Extract:
----

Physiological Changes with Periodized Resistance Training in Women Tennis Players

KRAEMER, WILLIAM J.1; HÄKKINEN, KEIJO6; TRAVIS TRIPLETT-MCBRIDE, N.3; FRY, ANDREW C.3; PERRY KOZIRIS, L.3; RATAMESS, NICHOLAS A.1; BAUER, JEFFREY E.3; VOLEK, JEFF S.1; MCCONNELL, TIM4; NEWTON, ROBERT U.2; GORDON, SCOTT E.3; CUMMINGS, DON5; HAUTH, JOHN5; PULLO, FRANK5; MICHAEL LYNCH, J.3; MAZZETTI, SCOTT A.2; KNUTTGEN, HOWARD G.3

Medicine & Science in Sports & Exercise: January 2003 - Volume 35 - Issue 1 - pp 157-168
Applied Sciences: Physical Fitness and Performance

KRAEMER, W. J., K. HÄKKINEN, N. T. TRIPLETT-MCBRIDE, A. C. FRY, L. P. KOZIRIS, N. A. RATAMESS, J. E. BAUER, J. S. VOLEK, T. MCCONNELL, R. U. NEWTON, S. E. GORDON, D. CUMMINGS, J. HAUTH, F. PULLO, J. M. LYNCH, S. A. MAZZETTI, and H. G. KNUTTGEN. Physiological Changes with Periodized Resistance Training in Women Tennis Players. Med. Sci. Sports Exerc., Vol. 35, No. 1, pp. 157–168, 2003.

Purpose: To compare the physiological and performance adaptations between periodized and nonperiodized resistance training in women collegiate tennis athletes.

----

Data section:
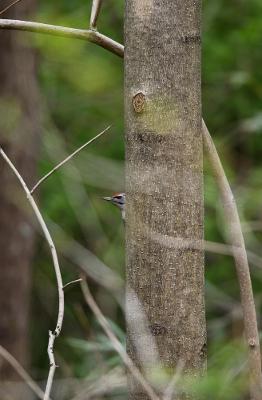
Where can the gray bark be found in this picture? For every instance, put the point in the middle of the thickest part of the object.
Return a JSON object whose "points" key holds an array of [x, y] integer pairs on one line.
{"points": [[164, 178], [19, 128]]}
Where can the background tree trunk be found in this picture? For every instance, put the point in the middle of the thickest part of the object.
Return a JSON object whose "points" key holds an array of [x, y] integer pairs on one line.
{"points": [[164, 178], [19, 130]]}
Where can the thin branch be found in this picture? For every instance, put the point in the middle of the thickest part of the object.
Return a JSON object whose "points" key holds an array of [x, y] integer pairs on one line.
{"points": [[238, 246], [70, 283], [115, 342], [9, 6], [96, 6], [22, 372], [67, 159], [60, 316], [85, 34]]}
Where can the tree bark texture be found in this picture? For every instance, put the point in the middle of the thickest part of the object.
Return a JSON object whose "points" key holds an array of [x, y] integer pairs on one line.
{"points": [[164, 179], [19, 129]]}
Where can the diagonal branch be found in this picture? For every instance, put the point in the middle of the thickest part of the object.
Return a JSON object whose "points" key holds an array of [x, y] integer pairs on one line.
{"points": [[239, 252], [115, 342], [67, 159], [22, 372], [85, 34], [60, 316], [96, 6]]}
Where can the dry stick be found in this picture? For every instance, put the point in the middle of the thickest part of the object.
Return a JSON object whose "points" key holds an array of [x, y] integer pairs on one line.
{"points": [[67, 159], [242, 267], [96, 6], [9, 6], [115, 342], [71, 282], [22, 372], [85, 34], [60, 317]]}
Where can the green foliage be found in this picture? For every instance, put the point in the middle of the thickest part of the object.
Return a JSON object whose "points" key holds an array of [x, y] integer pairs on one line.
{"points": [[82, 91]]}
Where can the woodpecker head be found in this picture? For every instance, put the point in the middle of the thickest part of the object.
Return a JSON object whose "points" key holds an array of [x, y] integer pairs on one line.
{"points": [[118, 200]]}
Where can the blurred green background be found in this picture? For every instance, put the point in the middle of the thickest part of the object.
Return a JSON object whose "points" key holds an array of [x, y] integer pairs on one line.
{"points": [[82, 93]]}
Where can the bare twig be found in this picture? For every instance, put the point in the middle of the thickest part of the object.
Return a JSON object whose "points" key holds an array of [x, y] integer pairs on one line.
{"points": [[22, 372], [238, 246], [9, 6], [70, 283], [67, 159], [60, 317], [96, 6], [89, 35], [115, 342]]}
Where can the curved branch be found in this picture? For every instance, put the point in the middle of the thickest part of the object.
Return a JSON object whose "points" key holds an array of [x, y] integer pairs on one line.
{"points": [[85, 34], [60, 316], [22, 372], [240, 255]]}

----

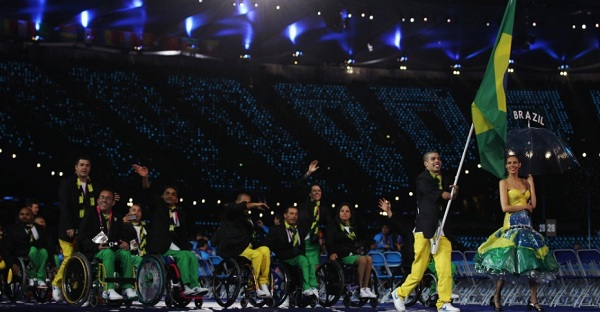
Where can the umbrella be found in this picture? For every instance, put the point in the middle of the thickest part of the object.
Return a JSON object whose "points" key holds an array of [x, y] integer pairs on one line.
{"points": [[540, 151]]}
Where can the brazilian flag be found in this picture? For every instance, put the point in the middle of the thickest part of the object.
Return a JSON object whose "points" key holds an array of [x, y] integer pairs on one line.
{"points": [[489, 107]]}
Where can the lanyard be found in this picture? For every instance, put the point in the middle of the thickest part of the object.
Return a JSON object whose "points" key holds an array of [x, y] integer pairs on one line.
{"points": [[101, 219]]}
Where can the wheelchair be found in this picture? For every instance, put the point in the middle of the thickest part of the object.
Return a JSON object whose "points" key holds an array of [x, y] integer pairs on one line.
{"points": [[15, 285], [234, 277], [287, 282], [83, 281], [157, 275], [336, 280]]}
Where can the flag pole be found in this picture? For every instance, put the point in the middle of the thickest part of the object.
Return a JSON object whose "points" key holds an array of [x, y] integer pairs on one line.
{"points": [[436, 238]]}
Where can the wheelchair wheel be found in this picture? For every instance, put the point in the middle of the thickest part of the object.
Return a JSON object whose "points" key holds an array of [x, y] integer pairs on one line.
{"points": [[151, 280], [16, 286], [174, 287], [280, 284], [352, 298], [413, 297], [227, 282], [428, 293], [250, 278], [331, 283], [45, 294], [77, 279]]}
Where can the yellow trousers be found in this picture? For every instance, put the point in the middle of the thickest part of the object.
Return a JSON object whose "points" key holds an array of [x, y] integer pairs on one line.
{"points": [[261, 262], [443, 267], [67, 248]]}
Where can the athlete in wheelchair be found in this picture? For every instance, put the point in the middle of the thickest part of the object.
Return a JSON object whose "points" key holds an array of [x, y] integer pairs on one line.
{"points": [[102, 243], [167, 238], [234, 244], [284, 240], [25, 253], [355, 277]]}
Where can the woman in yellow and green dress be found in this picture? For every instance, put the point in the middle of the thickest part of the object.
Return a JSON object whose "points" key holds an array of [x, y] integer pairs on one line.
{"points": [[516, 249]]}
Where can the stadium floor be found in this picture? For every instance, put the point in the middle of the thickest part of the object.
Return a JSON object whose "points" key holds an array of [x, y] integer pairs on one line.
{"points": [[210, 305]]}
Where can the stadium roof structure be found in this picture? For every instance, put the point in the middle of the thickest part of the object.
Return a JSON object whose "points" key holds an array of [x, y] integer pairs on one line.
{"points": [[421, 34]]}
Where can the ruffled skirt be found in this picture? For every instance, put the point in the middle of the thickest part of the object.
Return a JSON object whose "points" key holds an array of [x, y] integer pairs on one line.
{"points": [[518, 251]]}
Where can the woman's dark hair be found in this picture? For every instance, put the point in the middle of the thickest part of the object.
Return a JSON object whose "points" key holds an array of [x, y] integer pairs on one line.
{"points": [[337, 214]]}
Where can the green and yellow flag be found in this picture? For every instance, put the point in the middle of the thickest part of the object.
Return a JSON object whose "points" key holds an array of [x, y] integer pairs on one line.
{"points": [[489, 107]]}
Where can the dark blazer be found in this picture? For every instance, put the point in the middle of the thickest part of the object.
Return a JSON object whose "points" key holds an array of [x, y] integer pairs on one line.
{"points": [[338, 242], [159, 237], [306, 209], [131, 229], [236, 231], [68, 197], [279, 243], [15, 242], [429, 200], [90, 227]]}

----

Work task 1: Rewrite the paragraph of the tennis study extract that begins "Purpose: To compare" as one shorter sentence, keeping its main facts.
Work task 2: Copy the part of the tennis study extract between "KRAEMER, WILLIAM J.1;" and "pp. 157–168, 2003.", inclusive.
Work task 3: Do these statements agree with the tennis study extract? Answer yes or no for each, quoting the words that decide it. (a) The article appeared in the January 2003 issue of Medicine & Science in Sports & Exercise. (b) The athletes studied were professional men tennis players. (c) The article spans pages 157 to 168.
The data above come from a separate source.

Written reply 1: The study compares physiological and performance adaptations to periodized versus nonperiodized resistance training in women collegiate tennis athletes.

Written reply 2:
KRAEMER, WILLIAM J.1; HÄKKINEN, KEIJO6; TRAVIS TRIPLETT-MCBRIDE, N.3; FRY, ANDREW C.3; PERRY KOZIRIS, L.3; RATAMESS, NICHOLAS A.1; BAUER, JEFFREY E.3; VOLEK, JEFF S.1; MCCONNELL, TIM4; NEWTON, ROBERT U.2; GORDON, SCOTT E.3; CUMMINGS, DON5; HAUTH, JOHN5; PULLO, FRANK5; MICHAEL LYNCH, J.3; MAZZETTI, SCOTT A.2; KNUTTGEN, HOWARD G.3

Medicine & Science in Sports & Exercise: January 2003 - Volume 35 - Issue 1 - pp 157-168
Applied Sciences: Physical Fitness and Performance

KRAEMER, W. J., K. HÄKKINEN, N. T. TRIPLETT-MCBRIDE, A. C. FRY, L. P. KOZIRIS, N. A. RATAMESS, J. E. BAUER, J. S. VOLEK, T. MCCONNELL, R. U. NEWTON, S. E. GORDON, D. CUMMINGS, J. HAUTH, F. PULLO, J. M. LYNCH, S. A. MAZZETTI, and H. G. KNUTTGEN. Physiological Changes with Periodized Resistance Training in Women Tennis Players. Med. Sci. Sports Exerc., Vol. 35, No. 1, pp. 157–168, 2003.

Written reply 3:
(a) Yes: "Medicine & Science in Sports & Exercise: January 2003"
(b) No: "women collegiate tennis athletes"
(c) Yes: "pp 157-168"